What you need to do: Count the lines in the records below that contain the string "gingerbread", where case counts, and reply with that number alone.

+++

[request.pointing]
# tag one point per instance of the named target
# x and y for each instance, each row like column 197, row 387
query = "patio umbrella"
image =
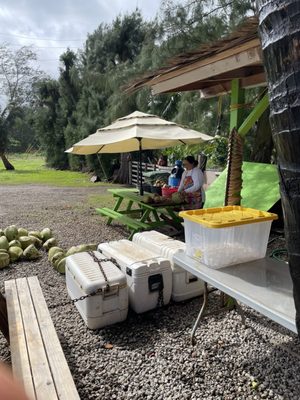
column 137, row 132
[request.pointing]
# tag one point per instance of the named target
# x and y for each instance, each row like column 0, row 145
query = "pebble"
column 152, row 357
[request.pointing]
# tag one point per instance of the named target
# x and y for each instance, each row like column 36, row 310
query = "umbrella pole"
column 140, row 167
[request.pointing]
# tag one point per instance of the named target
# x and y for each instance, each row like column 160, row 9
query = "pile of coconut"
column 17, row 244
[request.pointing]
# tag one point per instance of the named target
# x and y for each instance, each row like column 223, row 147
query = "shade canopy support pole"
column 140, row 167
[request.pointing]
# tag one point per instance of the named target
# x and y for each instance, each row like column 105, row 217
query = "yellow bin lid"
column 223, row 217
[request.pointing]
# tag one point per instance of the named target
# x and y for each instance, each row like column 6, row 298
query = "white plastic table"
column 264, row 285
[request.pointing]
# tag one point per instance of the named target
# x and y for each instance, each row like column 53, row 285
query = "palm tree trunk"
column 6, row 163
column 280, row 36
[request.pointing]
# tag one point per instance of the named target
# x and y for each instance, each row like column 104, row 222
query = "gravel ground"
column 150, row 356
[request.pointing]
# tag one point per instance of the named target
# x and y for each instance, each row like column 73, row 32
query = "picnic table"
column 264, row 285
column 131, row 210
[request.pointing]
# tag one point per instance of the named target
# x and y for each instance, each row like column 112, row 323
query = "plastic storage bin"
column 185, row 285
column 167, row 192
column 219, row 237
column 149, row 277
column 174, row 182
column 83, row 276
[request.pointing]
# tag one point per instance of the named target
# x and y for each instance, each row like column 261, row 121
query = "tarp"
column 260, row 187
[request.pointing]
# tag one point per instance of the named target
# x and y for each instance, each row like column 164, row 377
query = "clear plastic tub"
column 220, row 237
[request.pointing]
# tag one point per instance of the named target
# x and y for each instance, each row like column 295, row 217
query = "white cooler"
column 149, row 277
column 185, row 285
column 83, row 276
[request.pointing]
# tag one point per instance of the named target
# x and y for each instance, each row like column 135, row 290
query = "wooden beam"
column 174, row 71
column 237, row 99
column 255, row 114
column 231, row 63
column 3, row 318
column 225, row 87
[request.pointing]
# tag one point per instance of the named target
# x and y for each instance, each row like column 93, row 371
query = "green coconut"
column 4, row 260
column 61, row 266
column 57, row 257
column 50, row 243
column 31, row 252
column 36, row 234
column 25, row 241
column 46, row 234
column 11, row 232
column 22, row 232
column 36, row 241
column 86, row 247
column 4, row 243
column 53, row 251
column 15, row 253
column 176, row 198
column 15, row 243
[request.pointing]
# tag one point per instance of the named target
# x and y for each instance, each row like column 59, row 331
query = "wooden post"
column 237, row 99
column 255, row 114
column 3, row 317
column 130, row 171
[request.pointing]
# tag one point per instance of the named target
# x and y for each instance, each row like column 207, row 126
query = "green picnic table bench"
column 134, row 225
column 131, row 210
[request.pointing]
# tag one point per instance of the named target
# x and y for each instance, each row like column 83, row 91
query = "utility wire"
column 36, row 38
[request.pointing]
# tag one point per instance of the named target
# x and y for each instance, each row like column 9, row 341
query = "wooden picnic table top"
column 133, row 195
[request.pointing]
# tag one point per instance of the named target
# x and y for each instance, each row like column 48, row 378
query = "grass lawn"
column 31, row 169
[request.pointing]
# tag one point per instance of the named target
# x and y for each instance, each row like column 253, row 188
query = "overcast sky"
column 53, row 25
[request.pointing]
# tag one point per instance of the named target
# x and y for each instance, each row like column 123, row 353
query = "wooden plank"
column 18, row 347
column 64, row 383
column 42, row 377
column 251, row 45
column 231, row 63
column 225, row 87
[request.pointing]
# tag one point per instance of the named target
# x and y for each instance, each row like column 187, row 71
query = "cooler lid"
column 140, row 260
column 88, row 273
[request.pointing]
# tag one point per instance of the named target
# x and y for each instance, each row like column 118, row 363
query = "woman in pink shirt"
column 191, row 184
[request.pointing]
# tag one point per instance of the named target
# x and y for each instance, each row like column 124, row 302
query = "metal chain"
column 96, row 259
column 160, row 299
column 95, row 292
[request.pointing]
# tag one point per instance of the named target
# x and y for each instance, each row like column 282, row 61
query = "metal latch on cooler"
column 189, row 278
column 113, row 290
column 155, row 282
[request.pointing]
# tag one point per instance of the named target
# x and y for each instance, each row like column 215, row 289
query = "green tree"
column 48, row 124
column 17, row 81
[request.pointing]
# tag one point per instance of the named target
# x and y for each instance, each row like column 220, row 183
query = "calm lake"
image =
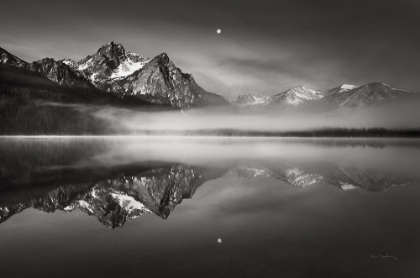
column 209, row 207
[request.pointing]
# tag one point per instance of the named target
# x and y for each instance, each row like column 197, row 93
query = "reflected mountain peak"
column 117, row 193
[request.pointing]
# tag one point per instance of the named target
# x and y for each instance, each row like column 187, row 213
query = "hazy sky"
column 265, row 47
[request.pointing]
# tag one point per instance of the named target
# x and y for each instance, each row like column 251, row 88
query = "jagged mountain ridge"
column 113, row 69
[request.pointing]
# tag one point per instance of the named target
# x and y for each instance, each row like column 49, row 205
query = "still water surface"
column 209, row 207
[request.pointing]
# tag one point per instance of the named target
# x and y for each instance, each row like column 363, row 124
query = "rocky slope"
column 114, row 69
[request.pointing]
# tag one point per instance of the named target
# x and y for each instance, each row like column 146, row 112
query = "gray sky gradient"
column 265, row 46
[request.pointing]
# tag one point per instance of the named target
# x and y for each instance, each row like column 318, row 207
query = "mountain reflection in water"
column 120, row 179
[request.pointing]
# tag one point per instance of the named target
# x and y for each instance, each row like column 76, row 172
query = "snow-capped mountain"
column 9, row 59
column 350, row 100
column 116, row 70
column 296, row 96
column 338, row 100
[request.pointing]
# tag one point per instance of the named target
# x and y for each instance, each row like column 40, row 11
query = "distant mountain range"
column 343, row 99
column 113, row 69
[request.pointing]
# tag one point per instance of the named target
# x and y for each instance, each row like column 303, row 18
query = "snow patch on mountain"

+++

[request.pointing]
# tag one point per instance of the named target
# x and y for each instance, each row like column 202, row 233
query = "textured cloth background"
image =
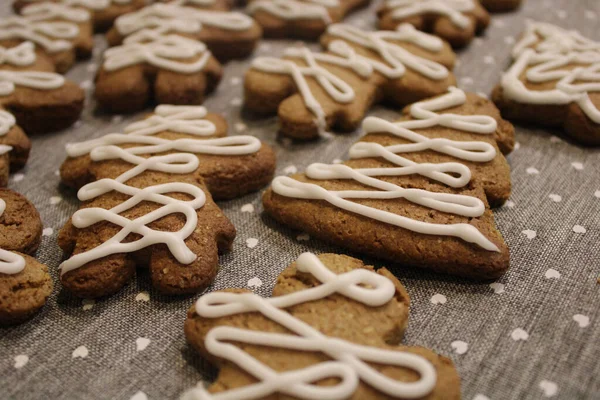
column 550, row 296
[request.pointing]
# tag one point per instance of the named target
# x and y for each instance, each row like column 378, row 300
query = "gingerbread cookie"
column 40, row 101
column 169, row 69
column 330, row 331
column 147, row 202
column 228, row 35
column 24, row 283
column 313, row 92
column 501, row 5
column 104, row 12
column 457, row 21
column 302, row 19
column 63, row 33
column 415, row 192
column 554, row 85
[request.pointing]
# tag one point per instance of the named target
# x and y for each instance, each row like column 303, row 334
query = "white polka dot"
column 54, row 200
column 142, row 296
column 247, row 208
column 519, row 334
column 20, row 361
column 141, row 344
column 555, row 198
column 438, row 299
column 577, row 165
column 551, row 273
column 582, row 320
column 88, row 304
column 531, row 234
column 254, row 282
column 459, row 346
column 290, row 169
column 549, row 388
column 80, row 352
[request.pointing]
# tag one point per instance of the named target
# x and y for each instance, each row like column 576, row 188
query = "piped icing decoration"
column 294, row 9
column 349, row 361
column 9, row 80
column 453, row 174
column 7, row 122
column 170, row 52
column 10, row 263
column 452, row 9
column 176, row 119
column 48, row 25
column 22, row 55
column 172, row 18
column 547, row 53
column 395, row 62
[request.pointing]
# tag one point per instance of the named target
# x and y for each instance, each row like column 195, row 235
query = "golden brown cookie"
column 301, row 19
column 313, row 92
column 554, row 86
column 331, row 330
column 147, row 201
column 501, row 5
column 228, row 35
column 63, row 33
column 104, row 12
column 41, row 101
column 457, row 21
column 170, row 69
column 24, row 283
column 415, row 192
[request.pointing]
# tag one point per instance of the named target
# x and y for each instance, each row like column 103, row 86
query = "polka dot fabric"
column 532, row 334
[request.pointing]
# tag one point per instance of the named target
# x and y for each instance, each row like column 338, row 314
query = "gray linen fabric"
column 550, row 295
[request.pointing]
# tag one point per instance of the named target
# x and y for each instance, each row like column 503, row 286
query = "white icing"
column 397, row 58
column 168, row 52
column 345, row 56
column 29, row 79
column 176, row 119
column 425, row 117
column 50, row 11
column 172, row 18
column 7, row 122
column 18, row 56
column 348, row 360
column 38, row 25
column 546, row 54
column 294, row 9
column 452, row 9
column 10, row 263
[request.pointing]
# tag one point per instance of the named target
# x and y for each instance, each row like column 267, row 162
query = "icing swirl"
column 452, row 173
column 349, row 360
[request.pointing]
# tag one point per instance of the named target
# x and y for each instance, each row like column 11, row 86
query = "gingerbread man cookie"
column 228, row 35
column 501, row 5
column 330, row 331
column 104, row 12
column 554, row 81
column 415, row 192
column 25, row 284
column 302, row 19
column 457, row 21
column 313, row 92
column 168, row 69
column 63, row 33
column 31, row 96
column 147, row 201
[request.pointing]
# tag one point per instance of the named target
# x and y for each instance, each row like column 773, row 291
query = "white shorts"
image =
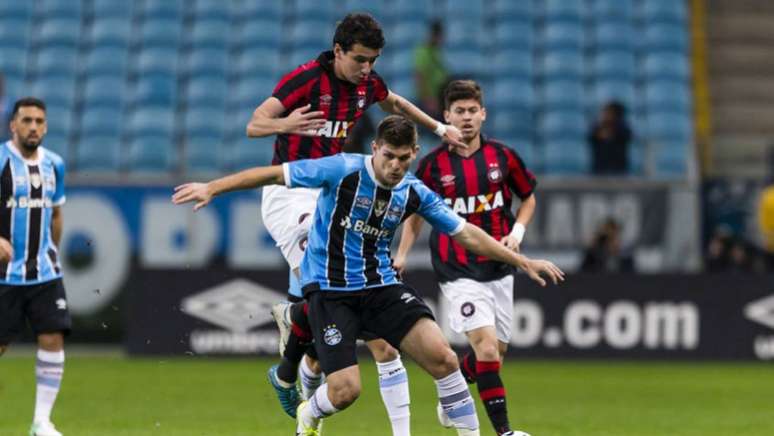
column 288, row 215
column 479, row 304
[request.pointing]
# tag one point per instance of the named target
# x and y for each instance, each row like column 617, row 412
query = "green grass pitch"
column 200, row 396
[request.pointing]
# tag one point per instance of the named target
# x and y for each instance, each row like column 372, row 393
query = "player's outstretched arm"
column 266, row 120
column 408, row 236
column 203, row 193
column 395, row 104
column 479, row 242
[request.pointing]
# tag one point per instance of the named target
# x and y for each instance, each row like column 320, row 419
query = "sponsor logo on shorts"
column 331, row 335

+++

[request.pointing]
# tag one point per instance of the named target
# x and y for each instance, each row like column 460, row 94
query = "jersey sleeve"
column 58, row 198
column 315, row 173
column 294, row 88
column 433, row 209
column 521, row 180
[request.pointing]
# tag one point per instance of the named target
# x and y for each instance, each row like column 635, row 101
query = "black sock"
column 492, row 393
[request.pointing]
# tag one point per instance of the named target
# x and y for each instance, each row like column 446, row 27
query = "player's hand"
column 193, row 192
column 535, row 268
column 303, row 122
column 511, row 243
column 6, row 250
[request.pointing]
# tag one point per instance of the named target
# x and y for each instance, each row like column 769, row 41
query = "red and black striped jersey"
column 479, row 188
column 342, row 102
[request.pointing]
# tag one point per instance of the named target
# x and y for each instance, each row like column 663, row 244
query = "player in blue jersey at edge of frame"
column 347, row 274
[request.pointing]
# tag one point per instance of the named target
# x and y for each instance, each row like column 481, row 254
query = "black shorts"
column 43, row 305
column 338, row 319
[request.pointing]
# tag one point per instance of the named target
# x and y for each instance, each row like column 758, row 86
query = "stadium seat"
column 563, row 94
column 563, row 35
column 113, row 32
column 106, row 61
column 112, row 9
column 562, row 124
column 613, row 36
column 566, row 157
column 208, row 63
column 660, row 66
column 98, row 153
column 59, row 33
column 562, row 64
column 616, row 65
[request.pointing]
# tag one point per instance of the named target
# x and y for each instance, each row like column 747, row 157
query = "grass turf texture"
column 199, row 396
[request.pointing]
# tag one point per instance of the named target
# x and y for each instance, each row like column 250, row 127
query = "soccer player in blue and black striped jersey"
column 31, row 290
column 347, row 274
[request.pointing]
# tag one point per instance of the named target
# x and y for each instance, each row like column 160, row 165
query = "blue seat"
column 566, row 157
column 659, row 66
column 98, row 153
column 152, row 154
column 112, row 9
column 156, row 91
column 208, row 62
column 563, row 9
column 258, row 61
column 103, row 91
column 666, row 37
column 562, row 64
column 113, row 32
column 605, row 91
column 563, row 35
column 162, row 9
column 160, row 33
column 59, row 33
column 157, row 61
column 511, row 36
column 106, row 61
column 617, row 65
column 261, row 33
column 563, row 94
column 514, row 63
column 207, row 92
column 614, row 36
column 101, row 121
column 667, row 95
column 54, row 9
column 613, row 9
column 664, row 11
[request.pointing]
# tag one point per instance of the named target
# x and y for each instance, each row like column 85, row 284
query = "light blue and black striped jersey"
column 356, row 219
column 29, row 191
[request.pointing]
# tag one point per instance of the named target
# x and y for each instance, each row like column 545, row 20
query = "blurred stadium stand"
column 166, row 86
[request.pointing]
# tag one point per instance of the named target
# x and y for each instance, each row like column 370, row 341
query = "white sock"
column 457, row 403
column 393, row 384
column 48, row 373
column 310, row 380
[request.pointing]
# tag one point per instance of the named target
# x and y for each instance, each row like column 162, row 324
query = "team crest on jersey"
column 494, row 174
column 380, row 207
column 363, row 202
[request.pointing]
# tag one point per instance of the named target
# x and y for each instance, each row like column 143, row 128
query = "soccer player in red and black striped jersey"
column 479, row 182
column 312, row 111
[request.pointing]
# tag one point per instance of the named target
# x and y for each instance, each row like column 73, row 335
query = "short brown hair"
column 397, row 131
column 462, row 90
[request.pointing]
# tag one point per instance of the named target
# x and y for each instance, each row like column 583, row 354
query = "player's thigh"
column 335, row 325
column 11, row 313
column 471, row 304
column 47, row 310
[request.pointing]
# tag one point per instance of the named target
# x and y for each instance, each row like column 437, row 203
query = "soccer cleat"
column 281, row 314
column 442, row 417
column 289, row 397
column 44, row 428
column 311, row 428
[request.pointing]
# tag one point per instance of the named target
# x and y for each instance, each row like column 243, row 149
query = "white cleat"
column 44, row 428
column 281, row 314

+++

Result for this task: 2